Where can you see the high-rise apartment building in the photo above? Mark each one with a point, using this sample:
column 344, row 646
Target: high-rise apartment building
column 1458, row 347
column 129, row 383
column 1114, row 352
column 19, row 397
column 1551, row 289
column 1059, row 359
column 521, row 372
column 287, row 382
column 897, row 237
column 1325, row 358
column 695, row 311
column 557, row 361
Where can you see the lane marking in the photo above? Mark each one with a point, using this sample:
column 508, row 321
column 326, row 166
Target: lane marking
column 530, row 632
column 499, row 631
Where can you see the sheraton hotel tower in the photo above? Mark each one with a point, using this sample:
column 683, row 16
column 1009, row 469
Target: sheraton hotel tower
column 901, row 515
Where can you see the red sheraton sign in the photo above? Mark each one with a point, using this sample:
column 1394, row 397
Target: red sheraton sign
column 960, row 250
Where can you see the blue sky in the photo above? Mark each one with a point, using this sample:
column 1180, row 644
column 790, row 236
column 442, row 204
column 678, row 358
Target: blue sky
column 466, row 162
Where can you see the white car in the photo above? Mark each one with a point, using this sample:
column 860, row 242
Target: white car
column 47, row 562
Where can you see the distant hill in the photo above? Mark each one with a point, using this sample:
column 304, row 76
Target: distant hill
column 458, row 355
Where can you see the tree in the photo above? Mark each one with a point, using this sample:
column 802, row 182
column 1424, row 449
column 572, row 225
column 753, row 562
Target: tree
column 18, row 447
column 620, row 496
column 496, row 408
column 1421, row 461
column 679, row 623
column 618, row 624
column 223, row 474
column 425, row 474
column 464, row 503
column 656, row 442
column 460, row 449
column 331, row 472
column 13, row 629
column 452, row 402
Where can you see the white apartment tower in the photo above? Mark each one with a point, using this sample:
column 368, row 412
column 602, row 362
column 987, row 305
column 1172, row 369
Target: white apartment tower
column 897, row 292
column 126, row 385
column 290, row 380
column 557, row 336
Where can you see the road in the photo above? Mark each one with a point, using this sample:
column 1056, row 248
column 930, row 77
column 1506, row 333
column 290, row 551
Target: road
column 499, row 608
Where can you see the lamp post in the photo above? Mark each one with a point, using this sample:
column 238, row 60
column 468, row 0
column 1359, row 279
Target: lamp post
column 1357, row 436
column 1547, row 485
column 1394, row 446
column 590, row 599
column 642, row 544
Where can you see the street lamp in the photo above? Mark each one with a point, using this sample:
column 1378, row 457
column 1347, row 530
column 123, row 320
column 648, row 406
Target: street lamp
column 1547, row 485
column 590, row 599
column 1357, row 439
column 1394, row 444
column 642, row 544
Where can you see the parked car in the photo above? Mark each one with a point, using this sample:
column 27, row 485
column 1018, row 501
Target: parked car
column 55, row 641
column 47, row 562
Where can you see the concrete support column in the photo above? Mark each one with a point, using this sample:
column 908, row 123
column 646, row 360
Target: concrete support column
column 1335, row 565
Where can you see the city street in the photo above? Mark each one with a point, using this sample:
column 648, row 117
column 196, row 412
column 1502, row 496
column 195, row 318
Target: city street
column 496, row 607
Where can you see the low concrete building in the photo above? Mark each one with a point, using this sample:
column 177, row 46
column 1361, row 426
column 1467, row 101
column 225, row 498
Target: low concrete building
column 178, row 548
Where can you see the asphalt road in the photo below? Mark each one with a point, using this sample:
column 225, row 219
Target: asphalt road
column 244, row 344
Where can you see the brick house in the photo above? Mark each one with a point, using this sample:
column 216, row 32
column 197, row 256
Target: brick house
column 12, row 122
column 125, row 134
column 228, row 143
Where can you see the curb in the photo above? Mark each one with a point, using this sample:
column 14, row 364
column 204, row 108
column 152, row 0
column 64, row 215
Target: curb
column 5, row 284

◆ ◆ ◆ ◆ ◆ ◆ ◆

WHAT IS REQUIRED:
Reproduce all of the items above verbatim, omitting nothing and altering nothing.

EXERCISE RESPONSE:
Where can you see the high-rise apartment building in the photo above? Mark each one with a point, using this sample:
column 344, row 646
Target: high-rise apartment building
column 1458, row 347
column 129, row 383
column 1114, row 352
column 19, row 397
column 1551, row 289
column 1059, row 359
column 521, row 372
column 287, row 382
column 897, row 237
column 1325, row 358
column 695, row 311
column 557, row 361
Where can you see the lane marking in the photo above? Mark each one with a point, using this sample:
column 508, row 321
column 326, row 166
Target: lane marking
column 530, row 632
column 499, row 631
Where can you see the sheraton hotel tower in the photo above? Mark each one with a point, using this sample:
column 683, row 16
column 1009, row 469
Target: sheraton hotel tower
column 901, row 515
Where can you see the red sheraton sign in the photo above? Mark each one with a point, using this sample:
column 1394, row 397
Target: red sheraton sign
column 960, row 250
Where can you see the blue sky in the photo above? Mark each one with a point, using this sample:
column 1180, row 644
column 790, row 236
column 442, row 204
column 678, row 358
Target: blue sky
column 466, row 162
Where can you see the white car in the photo above? Mark each one with a point, using this sample:
column 860, row 242
Target: white car
column 47, row 562
Where can you see the distant hill in the photo above? Mark each one with a point, using this sample:
column 304, row 76
Target: distant hill
column 458, row 355
Where can you see the tree in the photo above? Mark each one with a point, using this sample:
column 802, row 182
column 1424, row 449
column 572, row 225
column 753, row 562
Target: tree
column 18, row 447
column 620, row 496
column 496, row 408
column 1421, row 461
column 679, row 623
column 618, row 624
column 223, row 474
column 425, row 474
column 464, row 503
column 656, row 442
column 460, row 449
column 331, row 472
column 13, row 629
column 452, row 402
Where can you see the white apartment tower in the photo above? Mark each one with a point, using this sample:
column 368, row 412
column 602, row 362
column 987, row 305
column 1172, row 369
Target: white apartment tower
column 897, row 292
column 126, row 385
column 290, row 380
column 557, row 336
Where can you see the road in the photo above? Mark each one with a point, using this sample:
column 1056, row 248
column 930, row 77
column 1506, row 333
column 290, row 551
Target: road
column 499, row 608
Where can you see the lamp post in the photo above? Mark each one with a point, using this sample:
column 238, row 60
column 468, row 0
column 1359, row 279
Target: lamp post
column 1357, row 436
column 1547, row 485
column 1394, row 446
column 590, row 599
column 642, row 544
Where can you see the street lamp in the photo above? Mark each one with a point, using this sample:
column 1378, row 457
column 1347, row 530
column 123, row 320
column 648, row 406
Target: street lamp
column 1547, row 485
column 590, row 599
column 1357, row 439
column 1394, row 444
column 642, row 544
Where can you see the parked car in the photo above? Mark each one with a point, using this sample:
column 27, row 485
column 1018, row 501
Target: parked car
column 55, row 641
column 47, row 562
Where can you see the concrete support column in the photo above? Mark each one with a point, using this sample:
column 908, row 123
column 646, row 360
Target: concrete support column
column 1335, row 565
Where can you see the city street in the photo above? Mark each one with a point, using this sample:
column 648, row 117
column 196, row 412
column 1502, row 496
column 195, row 318
Target: city street
column 496, row 607
Where can you see the low concrete building in the photo above? Mark each one with a point, using this sample:
column 177, row 46
column 1361, row 426
column 1467, row 101
column 225, row 498
Target: low concrete building
column 178, row 548
Where can you see the asphalt road in the photo below? Mark each one with a point, using this sample:
column 225, row 219
Target: asphalt road
column 244, row 344
Where can you see the brick house in the photo above? Mark each one with a point, using this sample:
column 216, row 32
column 197, row 256
Target: brick house
column 12, row 122
column 125, row 134
column 228, row 143
Where can you see the curb in the photo above? Mark each one with a point, using this sample:
column 14, row 364
column 204, row 108
column 152, row 0
column 64, row 215
Target: curb
column 5, row 284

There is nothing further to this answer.